— begin Source passage —

Architecture

doiget is a Rust workspace of three crates (`doiget-core`, `doiget-cli`, `doiget-mcp`)

Architecture

Status: INFORMATIVE. This document describes the high-level architecture of doiget and is intended to orient new contributors. The binding contracts referenced from here live in their own NORMATIVE docs (each linked below).


1. One-paragraph summary

doiget is a Rust workspace of three crates (doiget-core, doiget-cli, doiget-mcp) plus an optional fourth (doiget-obsidian). The library crate doiget-core defines the abstract Source and Store traits and provides Open Access source implementations. A runtime CapabilityProfile resolved from environment variables gates which sources are allowed for the current invocation. CLI subcommands consume doiget-core directly. The MCP server is a separate library that wraps doiget-core and is invoked from doiget-cli via the serve subcommand. Every fetch passes through a fail-closed provenance log (JSON Lines + SHA-256 hash chain) before reaching the store.

— end Source passage —
— begin Dataset excerpts —

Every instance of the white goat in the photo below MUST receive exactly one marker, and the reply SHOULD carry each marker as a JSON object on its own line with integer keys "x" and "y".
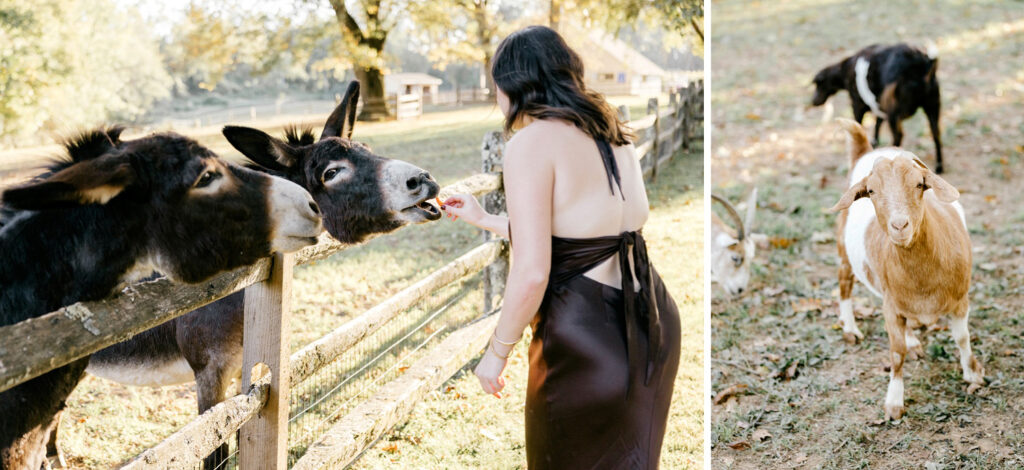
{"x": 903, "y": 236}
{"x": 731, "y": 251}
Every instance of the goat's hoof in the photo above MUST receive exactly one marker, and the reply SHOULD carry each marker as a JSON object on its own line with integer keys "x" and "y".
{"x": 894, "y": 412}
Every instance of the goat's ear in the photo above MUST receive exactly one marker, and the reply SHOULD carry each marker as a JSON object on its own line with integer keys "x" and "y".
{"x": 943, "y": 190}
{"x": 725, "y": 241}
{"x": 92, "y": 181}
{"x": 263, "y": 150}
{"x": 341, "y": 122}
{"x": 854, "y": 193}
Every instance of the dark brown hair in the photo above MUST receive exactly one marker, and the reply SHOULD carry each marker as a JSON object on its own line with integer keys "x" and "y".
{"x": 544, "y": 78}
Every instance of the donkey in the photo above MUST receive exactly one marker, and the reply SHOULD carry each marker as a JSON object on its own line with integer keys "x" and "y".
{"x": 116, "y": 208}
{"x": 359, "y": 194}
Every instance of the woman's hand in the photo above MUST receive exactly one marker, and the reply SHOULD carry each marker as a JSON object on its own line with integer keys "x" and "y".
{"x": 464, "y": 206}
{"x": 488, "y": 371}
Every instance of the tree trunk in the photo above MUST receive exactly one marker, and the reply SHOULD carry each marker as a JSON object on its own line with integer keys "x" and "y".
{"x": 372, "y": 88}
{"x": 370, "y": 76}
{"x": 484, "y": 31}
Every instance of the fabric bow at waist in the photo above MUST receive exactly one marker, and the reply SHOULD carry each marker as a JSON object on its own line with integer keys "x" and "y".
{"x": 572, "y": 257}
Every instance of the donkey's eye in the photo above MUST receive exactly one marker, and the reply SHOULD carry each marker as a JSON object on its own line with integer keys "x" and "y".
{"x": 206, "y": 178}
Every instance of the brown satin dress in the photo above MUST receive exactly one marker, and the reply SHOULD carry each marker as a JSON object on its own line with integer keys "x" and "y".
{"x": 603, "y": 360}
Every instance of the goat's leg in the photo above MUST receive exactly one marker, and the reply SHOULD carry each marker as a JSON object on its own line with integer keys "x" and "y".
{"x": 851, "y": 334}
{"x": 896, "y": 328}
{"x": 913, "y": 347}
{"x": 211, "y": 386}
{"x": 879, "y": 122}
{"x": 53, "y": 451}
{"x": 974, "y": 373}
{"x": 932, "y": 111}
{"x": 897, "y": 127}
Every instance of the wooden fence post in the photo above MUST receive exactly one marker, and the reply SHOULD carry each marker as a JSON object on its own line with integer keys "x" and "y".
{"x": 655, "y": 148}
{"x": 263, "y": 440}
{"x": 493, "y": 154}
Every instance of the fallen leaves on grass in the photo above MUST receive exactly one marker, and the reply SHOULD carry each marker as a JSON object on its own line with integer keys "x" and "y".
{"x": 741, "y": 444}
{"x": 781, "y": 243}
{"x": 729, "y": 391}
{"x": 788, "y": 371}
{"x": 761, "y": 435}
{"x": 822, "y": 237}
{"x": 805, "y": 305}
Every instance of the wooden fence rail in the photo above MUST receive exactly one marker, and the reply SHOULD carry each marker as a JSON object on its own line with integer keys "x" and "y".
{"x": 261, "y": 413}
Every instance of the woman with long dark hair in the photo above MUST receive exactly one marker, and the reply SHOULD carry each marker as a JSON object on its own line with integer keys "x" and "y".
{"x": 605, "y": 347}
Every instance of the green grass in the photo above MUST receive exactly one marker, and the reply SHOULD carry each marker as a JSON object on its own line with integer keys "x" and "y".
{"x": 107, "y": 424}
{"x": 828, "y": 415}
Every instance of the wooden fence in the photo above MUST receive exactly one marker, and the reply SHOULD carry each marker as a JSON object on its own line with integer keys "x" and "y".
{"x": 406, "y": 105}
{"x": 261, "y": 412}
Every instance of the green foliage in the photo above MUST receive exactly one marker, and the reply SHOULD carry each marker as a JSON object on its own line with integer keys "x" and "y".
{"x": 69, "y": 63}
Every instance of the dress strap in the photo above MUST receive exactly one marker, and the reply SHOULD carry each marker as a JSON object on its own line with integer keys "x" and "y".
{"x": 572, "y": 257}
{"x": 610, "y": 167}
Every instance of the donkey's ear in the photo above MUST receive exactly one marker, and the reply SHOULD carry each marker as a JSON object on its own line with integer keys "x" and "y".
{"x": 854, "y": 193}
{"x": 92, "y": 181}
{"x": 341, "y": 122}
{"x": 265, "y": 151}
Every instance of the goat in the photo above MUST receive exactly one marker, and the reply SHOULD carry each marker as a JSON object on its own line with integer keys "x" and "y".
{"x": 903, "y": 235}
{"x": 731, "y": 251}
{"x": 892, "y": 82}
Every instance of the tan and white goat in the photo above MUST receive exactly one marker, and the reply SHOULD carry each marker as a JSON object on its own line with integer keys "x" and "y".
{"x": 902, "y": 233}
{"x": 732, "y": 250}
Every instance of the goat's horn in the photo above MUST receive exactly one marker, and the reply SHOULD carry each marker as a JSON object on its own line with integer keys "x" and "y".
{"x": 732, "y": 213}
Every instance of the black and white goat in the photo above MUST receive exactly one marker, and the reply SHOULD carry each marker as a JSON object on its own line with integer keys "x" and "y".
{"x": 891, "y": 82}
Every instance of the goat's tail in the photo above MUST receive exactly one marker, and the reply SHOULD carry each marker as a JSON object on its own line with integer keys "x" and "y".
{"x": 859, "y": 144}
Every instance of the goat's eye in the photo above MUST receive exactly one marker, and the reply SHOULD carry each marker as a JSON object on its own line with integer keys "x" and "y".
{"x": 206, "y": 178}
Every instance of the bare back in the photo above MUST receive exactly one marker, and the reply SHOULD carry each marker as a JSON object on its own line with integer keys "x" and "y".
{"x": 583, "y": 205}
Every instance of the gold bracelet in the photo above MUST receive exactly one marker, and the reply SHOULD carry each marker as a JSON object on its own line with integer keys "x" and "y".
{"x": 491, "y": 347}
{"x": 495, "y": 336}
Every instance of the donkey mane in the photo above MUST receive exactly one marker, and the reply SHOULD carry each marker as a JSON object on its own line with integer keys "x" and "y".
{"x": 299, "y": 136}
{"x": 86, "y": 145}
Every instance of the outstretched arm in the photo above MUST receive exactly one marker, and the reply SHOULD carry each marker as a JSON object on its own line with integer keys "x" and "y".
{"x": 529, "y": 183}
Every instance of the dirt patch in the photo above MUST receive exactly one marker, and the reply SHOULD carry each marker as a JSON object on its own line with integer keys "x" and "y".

— end Dataset excerpts —

Exercise set:
1. Answer these from the architecture overview:
(a) What status label does the document give itself?
(b) What is the name of the optional fourth crate?
(c) What two things make up the provenance log that every fetch passes through?
2. Does the architecture overview support each statement? Answer yes or no and quote the words that decide it.
(a) The CapabilityProfile is resolved from environment variables.
(b) The binding contracts are set out in this same document.
(c) The MCP server is invoked from doiget-cli via the serve subcommand.
The rows play no part here.

Outputs for the tasks:
1.
(a) INFORMATIVE
(b) doiget-obsidian
(c) JSON Lines and a SHA-256 hash chain

2.
(a) Yes: "A runtime CapabilityProfile resolved from environment variables"
(b) No: "The binding contracts referenced from here live in their own NORMATIVE docs"
(c) Yes: "is invoked from doiget-cli via the serve subcommand"